- _Data section_:

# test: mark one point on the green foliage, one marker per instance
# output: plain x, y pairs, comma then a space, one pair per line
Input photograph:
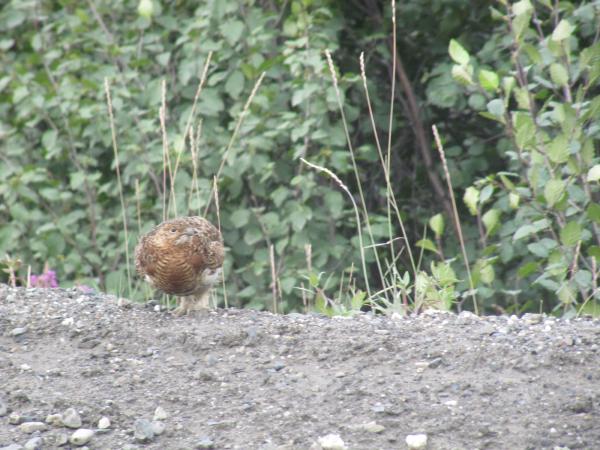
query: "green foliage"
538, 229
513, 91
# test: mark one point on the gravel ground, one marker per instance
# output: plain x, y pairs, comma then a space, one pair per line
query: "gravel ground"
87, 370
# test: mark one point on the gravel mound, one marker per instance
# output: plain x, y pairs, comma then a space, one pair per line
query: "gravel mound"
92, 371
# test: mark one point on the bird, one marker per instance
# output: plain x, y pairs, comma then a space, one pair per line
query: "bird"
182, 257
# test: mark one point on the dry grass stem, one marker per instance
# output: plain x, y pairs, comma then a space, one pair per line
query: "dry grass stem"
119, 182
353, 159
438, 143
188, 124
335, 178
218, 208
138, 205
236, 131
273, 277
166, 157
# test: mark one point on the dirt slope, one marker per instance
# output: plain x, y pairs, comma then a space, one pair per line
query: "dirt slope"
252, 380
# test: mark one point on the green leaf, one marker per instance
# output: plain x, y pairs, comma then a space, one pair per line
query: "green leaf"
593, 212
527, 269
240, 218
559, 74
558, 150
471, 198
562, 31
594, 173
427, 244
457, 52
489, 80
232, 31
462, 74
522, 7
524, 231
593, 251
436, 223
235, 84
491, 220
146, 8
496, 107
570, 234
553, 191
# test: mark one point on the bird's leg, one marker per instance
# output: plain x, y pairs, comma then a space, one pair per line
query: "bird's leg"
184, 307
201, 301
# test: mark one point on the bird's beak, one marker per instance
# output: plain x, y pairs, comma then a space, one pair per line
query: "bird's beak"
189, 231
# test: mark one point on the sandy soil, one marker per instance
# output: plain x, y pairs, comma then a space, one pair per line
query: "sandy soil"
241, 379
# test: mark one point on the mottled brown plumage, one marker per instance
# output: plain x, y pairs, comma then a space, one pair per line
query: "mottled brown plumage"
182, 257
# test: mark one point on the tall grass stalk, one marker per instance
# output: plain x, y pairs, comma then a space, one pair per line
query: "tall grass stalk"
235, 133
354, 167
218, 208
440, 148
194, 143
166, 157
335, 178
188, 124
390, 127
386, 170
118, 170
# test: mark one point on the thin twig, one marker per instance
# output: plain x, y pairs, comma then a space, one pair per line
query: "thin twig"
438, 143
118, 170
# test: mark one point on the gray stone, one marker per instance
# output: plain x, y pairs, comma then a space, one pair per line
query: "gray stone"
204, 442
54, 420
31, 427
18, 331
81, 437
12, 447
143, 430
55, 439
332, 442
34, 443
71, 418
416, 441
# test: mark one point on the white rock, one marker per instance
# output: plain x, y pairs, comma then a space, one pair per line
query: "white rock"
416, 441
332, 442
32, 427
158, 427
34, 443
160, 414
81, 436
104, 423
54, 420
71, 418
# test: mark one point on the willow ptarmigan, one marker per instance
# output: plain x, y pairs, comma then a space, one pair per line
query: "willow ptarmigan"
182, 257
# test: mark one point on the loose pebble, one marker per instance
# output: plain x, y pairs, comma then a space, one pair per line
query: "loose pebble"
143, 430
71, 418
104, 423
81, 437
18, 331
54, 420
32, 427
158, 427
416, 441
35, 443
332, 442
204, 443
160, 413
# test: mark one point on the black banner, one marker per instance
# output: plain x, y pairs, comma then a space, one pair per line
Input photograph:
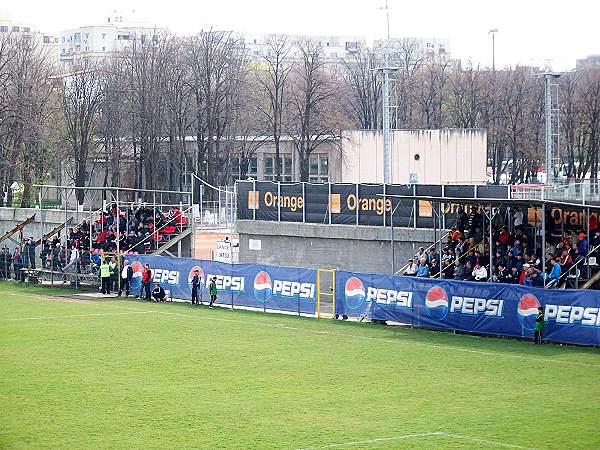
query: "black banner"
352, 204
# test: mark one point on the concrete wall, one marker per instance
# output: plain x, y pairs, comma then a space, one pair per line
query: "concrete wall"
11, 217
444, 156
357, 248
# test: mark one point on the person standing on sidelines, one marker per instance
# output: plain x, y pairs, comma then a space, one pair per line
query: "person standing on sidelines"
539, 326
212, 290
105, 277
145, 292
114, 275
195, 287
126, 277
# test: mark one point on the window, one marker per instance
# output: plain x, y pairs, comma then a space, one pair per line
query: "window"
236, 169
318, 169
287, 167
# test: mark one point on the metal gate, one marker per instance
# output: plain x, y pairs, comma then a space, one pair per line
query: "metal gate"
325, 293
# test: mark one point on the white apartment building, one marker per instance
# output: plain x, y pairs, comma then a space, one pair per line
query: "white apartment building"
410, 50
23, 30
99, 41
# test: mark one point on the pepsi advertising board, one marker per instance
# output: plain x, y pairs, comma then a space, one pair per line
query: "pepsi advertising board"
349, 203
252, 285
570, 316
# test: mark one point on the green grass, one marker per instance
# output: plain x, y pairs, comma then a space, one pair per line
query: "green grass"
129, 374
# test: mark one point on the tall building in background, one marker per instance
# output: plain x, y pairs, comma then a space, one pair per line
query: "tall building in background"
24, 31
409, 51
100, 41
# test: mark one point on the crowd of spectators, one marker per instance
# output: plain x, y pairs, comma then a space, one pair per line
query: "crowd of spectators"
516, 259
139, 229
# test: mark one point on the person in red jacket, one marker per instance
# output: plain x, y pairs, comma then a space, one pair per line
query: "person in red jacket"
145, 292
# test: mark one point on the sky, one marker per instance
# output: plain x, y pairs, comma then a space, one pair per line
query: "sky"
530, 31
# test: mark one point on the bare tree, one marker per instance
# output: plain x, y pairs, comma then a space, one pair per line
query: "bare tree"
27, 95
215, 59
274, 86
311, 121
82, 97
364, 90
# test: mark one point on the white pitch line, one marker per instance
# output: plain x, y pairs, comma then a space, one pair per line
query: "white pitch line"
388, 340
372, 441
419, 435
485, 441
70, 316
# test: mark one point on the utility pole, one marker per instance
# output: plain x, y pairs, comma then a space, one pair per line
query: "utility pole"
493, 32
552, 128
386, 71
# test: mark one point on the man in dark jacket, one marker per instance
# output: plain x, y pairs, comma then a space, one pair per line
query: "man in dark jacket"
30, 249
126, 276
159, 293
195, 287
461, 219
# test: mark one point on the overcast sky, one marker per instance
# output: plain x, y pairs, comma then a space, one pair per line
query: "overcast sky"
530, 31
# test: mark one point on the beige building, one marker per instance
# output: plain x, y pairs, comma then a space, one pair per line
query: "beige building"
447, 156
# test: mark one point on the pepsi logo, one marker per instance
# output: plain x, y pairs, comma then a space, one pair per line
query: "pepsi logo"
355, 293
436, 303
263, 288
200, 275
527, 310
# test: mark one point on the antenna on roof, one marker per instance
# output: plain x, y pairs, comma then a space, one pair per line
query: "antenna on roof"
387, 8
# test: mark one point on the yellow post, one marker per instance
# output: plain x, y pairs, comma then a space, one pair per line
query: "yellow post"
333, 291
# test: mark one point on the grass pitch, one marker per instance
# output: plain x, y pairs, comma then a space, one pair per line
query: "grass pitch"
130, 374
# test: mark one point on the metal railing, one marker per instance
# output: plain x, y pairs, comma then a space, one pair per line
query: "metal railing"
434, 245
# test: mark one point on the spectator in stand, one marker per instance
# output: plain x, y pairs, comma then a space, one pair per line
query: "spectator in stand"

- _Try it_: Pictures are to be left out; the records above must be repeated word for word.

- _Task response_:
# test: mark one point on the green foliage, one marker per instance
# output: plain x, y pairs, comma then a space, one pair per line
Input photograph:
query: "green foliage"
538, 229
513, 91
# test: mark one point on the gravel ground, one marker per instance
# output: plain x, y pairs, comma then a space, one pair per line
query: "gravel ground"
87, 370
# test: mark one point on the gravel mound, one marker per instance
# output: plain x, y pairs, comma then a space, one pair per line
query: "gravel mound"
92, 371
# test: mark one point on the bird, one marker per instance
# output: plain x, y pairs, comma then a space, one pair per line
query: "bird"
182, 257
# test: mark one point on the dry grass stem, one marker per instance
# output: plain x, y pairs, comma then a space, one pair per line
query: "dry grass stem"
119, 182
353, 159
438, 143
188, 124
335, 178
218, 208
138, 205
236, 131
273, 277
166, 157
# test: mark one point on the dirt slope, one marker per instance
# output: plain x, y pairs, comma then a space, one pair per line
query: "dirt slope"
252, 380
# test: mark one point on the green leaf, one marker per instance
# output: plain x, y pairs, comma then a space, one pair per line
query: "green leaf"
593, 212
527, 269
240, 218
559, 74
558, 150
471, 198
562, 31
594, 173
427, 244
457, 52
489, 80
232, 31
462, 74
522, 7
524, 231
593, 251
436, 223
235, 84
491, 220
146, 8
496, 107
570, 234
553, 191
# test: mark one point on the bird's leg, one marker per instance
# output: plain x, y pairs, comma then a space, one pair per line
query: "bird's leg"
184, 307
201, 301
# test: mark one point on the bird's beak, one marker per instance
# output: plain x, y pairs, comma then a space, one pair per line
query: "bird's beak"
189, 231
# test: mark one point on the sandy soil, one marker per instance
# output: plain x, y pairs, comma then a space, one pair per line
query: "sandy soil"
241, 379
# test: mark one point on the mottled brown plumage, one marker per instance
# output: plain x, y pairs, comma then a space, one pair per line
query: "mottled brown plumage"
182, 257
# test: mark one point on the tall grass stalk, one marker per instance
# output: plain x, y pairs, comma then a space, one pair per line
query: "tall grass stalk"
235, 133
354, 167
218, 208
440, 148
194, 143
166, 157
335, 178
188, 124
390, 127
386, 170
118, 170
# test: mark one point on the thin twig, one marker per instance
# output: plain x, y pairs, comma then a space, one pair per line
query: "thin twig"
438, 143
118, 170
# test: mark one point on the gray stone, one marker per instance
# output: plain x, y pairs, comma then a space, one pair per line
query: "gray stone"
204, 442
54, 420
31, 427
18, 331
81, 437
12, 447
143, 430
55, 439
332, 442
34, 443
71, 418
416, 441
# test: mark one point on the white rock, one marker per instance
# output: plain x, y pairs, comma then a space, one pair per line
query: "white rock"
416, 441
332, 442
32, 427
158, 427
34, 443
160, 414
81, 436
104, 423
54, 420
71, 418
# test: mark one point on the willow ptarmigan, one marker per instance
# output: plain x, y pairs, comma then a space, one pair per line
query: "willow ptarmigan"
182, 257
# test: mark one point on the loose pebble, one marker per instance
# output: plain x, y pairs, comma then a space, one pair per line
query: "loose pebble"
143, 430
71, 418
104, 423
81, 437
18, 331
54, 420
32, 427
158, 427
416, 441
35, 443
332, 442
204, 443
160, 413
# test: mark one point on the black banner, one marker per instance
# output: plain x, y pairs, comma then a space, one pair per line
Input photograph:
query: "black banner"
352, 204
# test: mark one point on the concrete wall, one marker per instance
# output: plain x, y pairs, comma then a space, one pair per line
query: "concrete wall"
11, 217
444, 156
357, 248
# test: mark one point on the person standing on sidelines, one marker per instance
# output: plain x, y pairs, comma then a space, one pair per line
query: "person standing on sidelines"
539, 326
212, 290
105, 277
145, 292
114, 275
195, 287
126, 277
# test: mark one point on the window, one marker per instance
# output: plain x, y pairs, comma then a space, one pair per line
query: "window"
236, 169
318, 169
287, 167
# test: mark one point on the metal gate, one marker per instance
# output: plain x, y pairs, comma then a space, one pair per line
query: "metal gate"
325, 293
# test: mark one point on the white apartment building, one marker per instance
# output: plain x, y pairs, comma then a space, one pair per line
query: "white apartment building"
410, 50
23, 30
99, 41
# test: mark one point on the pepsi advertising board, one marker per instance
# output: plain x, y pairs, comma then a space, one pair per line
query: "pepsi advertising board"
349, 203
252, 285
570, 316
# test: mark one point on the green grass, one marker per instance
# output: plain x, y pairs, comma then a space, one pair per line
query: "green grass"
129, 374
# test: mark one point on the tall building in background, one marker per instance
# output: plain x, y pairs, comma then a space, one pair per line
query: "tall building in background"
24, 31
409, 51
100, 41
# test: mark one point on the crowd of spectators, one marker per instance
# output: plain x, y pairs, comma then a space, one pair per line
query: "crowd of spectators"
516, 259
139, 229
# test: mark one point on the person in red jacket, one marker per instance
# output: plain x, y pairs, comma then a space, one pair per line
query: "person in red jacket"
145, 292
# test: mark one point on the sky, one marker per instance
# output: plain x, y pairs, comma then a space, one pair per line
query: "sky"
530, 31
# test: mark one point on the bare tree, one marker per instance
# output: plain x, y pairs, comma then a space, one pair per line
query: "bare tree"
27, 95
215, 59
274, 86
311, 121
82, 97
364, 90
# test: mark one point on the white pitch line, one marker per instance
# output: plain x, y pairs, comma then a space, one pair per line
query: "white pitch line"
388, 340
372, 441
419, 435
485, 441
70, 316
# test: mark one point on the utility pole, one marker per instance
# output: plain x, y pairs, comma then a space, one pair per line
query: "utility pole"
493, 32
552, 128
386, 71
# test: mark one point on the man in dark jacket, one marker per instance
# output: plain x, y pairs, comma then a space, one pair per line
query: "man in dark jacket"
30, 249
126, 276
159, 293
195, 287
461, 219
# test: mark one point on the overcast sky, one marker per instance
# output: plain x, y pairs, comma then a space, one pair per line
query: "overcast sky"
530, 31
# test: mark one point on the beige building, one marker per instance
# output: plain x, y pairs, comma then a space, one pair per line
query: "beige building"
447, 156
# test: mark one point on the pepsi logo, one marker per instance
# output: plain x, y pairs, comma then a space, one pair per line
query: "pepsi logo"
355, 293
436, 303
263, 288
200, 275
527, 310
# test: mark one point on the antenna on roof, one marker per instance
# output: plain x, y pairs, comma then a space, one pair per line
query: "antenna on roof"
387, 8
# test: mark one point on the yellow post, one marker per instance
# output: plain x, y pairs, comma then a space, one pair per line
query: "yellow post"
333, 291
# test: mark one point on the grass pitch, one marker per instance
# output: plain x, y pairs, comma then a space, one pair per line
query: "grass pitch"
130, 374
# test: mark one point on the metal railing, one marker per instance
# output: plain x, y pairs, comma then a space, one pair per line
query: "metal railing"
434, 245
# test: mark one point on the spectator in stand, one marker per instance
# output: plain x, y pairs, comma then a space, one pair per line
query: "spectator in stand"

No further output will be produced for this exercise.